> [Bereitgestellter Text]
Eichingers zweiter Untergang

Von Hitler zu Houellebecq: "Elementarteilchen" werden zum unfreiwilligen Untergang.

  Deutschlands mächtiger Produzent Bernd Eichinger hat wieder einmal gerufen und prompt sind sie alle gekommen.

Die Creme del la Creme der deutschen Schauspielzunft, mit der Ausnahme vielleicht von Heiner Lauterbach, der sich ja gerade durch das Fach Autobiografie ferkelt, wollte dabei sein, als es nach Hitlers "Untergang" um ein neues Stück anrüchiger Filmunterhaltung ging: Michel Houellebecqs "Elementarteilchen", ein Buch, dem auf jeden Fall das Attribut "Skandalroman" anhängt.

Wird das ein Blockbuster?

> [Aufgabenstellung]
Entnehmen Sie dem Artikel über Bernd Eichinger wortgetreu den Abschnitt von „Eichingers zweiter Untergang“ bis einschließlich „das ein Blockbuster?“.

> [Datensatzauszüge]
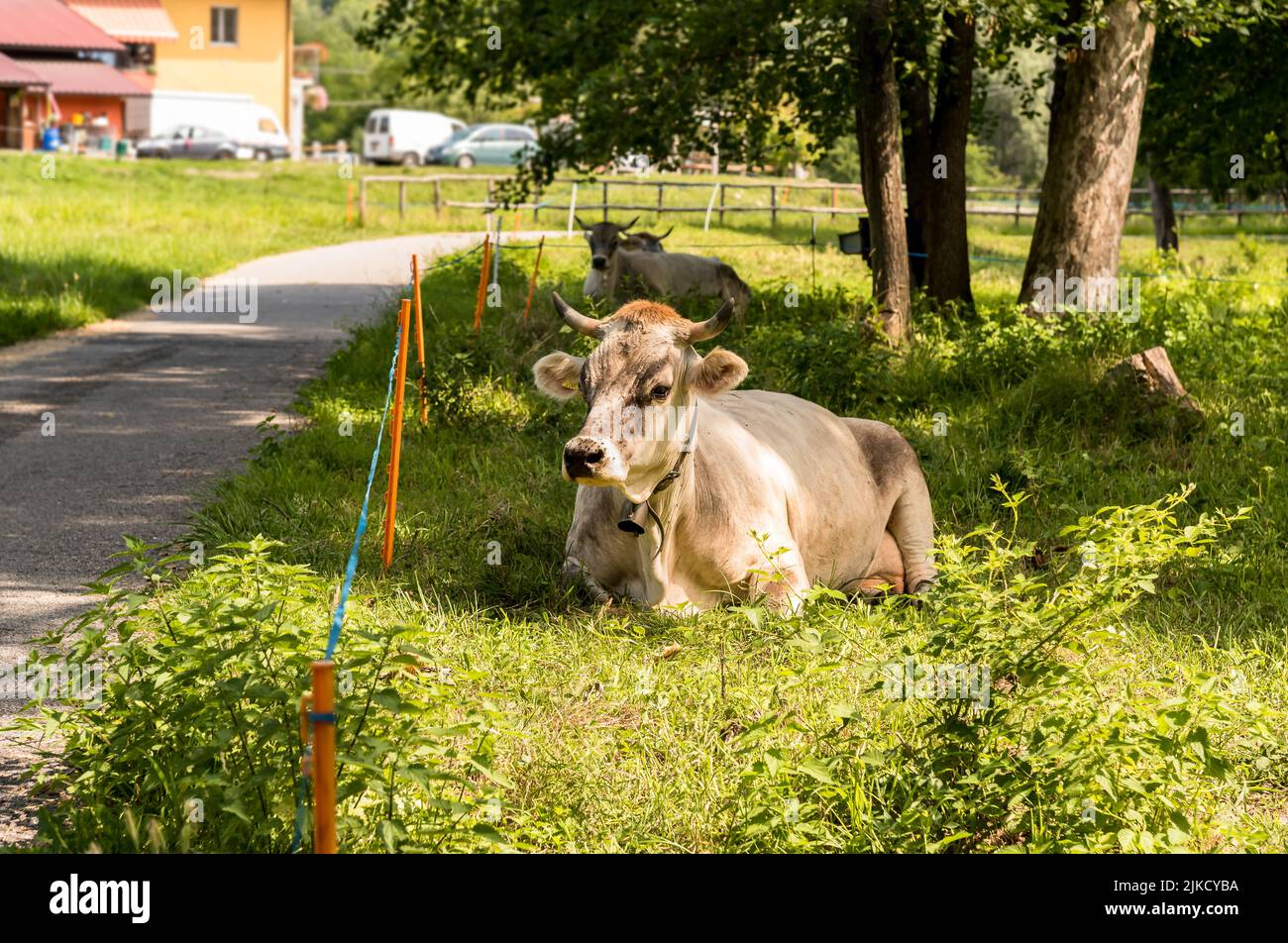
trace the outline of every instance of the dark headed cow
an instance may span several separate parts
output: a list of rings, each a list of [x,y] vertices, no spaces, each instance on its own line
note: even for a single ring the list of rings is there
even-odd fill
[[[694,323],[632,301],[601,321],[555,308],[600,344],[533,367],[556,399],[581,397],[564,446],[576,482],[565,573],[599,600],[688,612],[765,594],[793,608],[824,584],[917,593],[935,578],[934,518],[917,456],[889,425],[842,419],[782,393],[737,390],[747,365],[693,345],[729,323]]]
[[[576,219],[576,218],[574,218]],[[586,231],[590,243],[590,272],[582,292],[587,298],[627,298],[639,295],[681,296],[689,292],[715,295],[729,299],[734,313],[742,316],[751,303],[751,290],[729,265],[711,255],[689,255],[688,252],[663,252],[661,241],[671,233],[653,237],[649,233],[626,232],[635,225],[639,216],[626,225],[617,223],[595,223],[587,227],[580,219],[577,224]],[[648,245],[636,250],[631,240]],[[656,250],[652,245],[656,243]]]

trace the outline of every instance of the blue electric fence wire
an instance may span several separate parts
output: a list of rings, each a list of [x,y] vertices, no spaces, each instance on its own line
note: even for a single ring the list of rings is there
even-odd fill
[[[448,268],[450,265],[457,265],[465,259],[474,255],[483,247],[483,243],[474,246],[474,249],[468,252],[457,255],[455,259],[448,259],[447,262],[440,262],[437,265],[429,265],[422,269],[424,272],[431,272],[435,268]],[[335,656],[335,647],[340,642],[340,629],[344,626],[344,609],[349,602],[349,590],[353,587],[353,576],[358,569],[358,549],[362,546],[362,535],[367,532],[367,508],[371,504],[371,486],[376,481],[376,466],[380,464],[380,446],[385,438],[385,423],[389,419],[389,403],[393,401],[394,395],[394,374],[398,370],[398,352],[402,349],[403,336],[402,326],[398,327],[398,332],[394,338],[394,356],[389,361],[389,385],[385,389],[385,408],[380,414],[380,429],[376,433],[376,448],[371,452],[371,466],[367,469],[367,490],[362,496],[362,511],[358,514],[358,527],[353,532],[353,546],[349,549],[349,560],[344,567],[344,582],[340,585],[340,599],[335,607],[335,614],[331,618],[331,634],[326,643],[326,654],[323,658],[331,661]],[[309,723],[335,723],[335,714],[309,714]],[[305,777],[300,776],[299,785],[295,790],[295,831],[291,836],[291,854],[295,854],[300,848],[300,840],[304,832],[304,799],[307,792]]]
[[[349,562],[344,567],[344,582],[340,584],[340,600],[335,607],[335,616],[331,618],[331,635],[326,643],[325,661],[331,661],[335,654],[336,643],[340,642],[340,626],[344,624],[344,607],[349,602],[349,589],[353,586],[353,575],[358,569],[358,548],[362,545],[362,535],[367,532],[367,505],[371,502],[371,483],[376,481],[376,465],[380,464],[380,443],[385,438],[385,420],[389,419],[389,402],[394,395],[394,372],[398,367],[398,350],[403,343],[402,327],[398,327],[398,336],[394,343],[394,356],[389,363],[389,388],[385,392],[385,411],[380,414],[380,430],[376,433],[376,448],[371,453],[371,468],[367,470],[367,491],[362,496],[362,511],[358,514],[358,528],[353,532],[353,546],[349,549]]]

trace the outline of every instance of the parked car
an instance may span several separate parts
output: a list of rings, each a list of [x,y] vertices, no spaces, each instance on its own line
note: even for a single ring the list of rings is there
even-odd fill
[[[465,128],[464,121],[437,111],[377,108],[367,116],[362,157],[372,164],[416,166],[429,148]]]
[[[291,155],[290,138],[277,115],[250,95],[157,90],[148,102],[151,128],[207,128],[236,142],[238,157],[258,161]]]
[[[537,149],[537,133],[524,125],[470,125],[425,153],[426,164],[519,164]]]
[[[144,138],[135,148],[139,157],[189,157],[192,160],[232,160],[250,157],[223,131],[200,125],[179,125],[155,138]]]

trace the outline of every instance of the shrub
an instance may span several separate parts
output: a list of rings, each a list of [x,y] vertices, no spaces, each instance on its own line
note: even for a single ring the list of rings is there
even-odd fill
[[[996,487],[1016,513],[1023,495]],[[1245,514],[1204,514],[1182,527],[1175,511],[1188,493],[1084,517],[1064,528],[1070,546],[1059,554],[996,524],[943,538],[922,631],[893,629],[887,642],[899,653],[873,669],[880,723],[838,703],[837,727],[795,748],[778,736],[797,723],[790,716],[744,733],[733,841],[761,850],[1157,852],[1233,836],[1213,817],[1231,751],[1282,756],[1278,718],[1236,674],[1139,663],[1122,627],[1167,567],[1199,555]],[[935,674],[945,666],[984,684],[972,697],[945,697],[952,691]],[[1255,746],[1235,747],[1236,737]]]
[[[45,644],[46,661],[103,665],[100,703],[43,703],[19,721],[62,751],[37,765],[61,796],[39,844],[54,850],[286,852],[301,743],[299,701],[321,657],[332,589],[278,545],[231,544],[176,580],[187,557],[128,560],[102,600]],[[128,587],[122,581],[134,584]],[[144,594],[144,586],[166,587]],[[497,711],[459,697],[452,672],[350,603],[337,663],[337,814],[345,850],[460,850],[498,843]],[[424,638],[419,635],[416,638]],[[312,826],[303,824],[308,849]]]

> [Ergebnis]
Eichingers zweiter Untergang

Von Hitler zu Houellebecq: "Elementarteilchen" werden zum unfreiwilligen Untergang.

  Deutschlands mächtiger Produzent Bernd Eichinger hat wieder einmal gerufen und prompt sind sie alle gekommen.

Die Creme del la Creme der deutschen Schauspielzunft, mit der Ausnahme vielleicht von Heiner Lauterbach, der sich ja gerade durch das Fach Autobiografie ferkelt, wollte dabei sein, als es nach Hitlers "Untergang" um ein neues Stück anrüchiger Filmunterhaltung ging: Michel Houellebecqs "Elementarteilchen", ein Buch, dem auf jeden Fall das Attribut "Skandalroman" anhängt.

Wird das ein Blockbuster?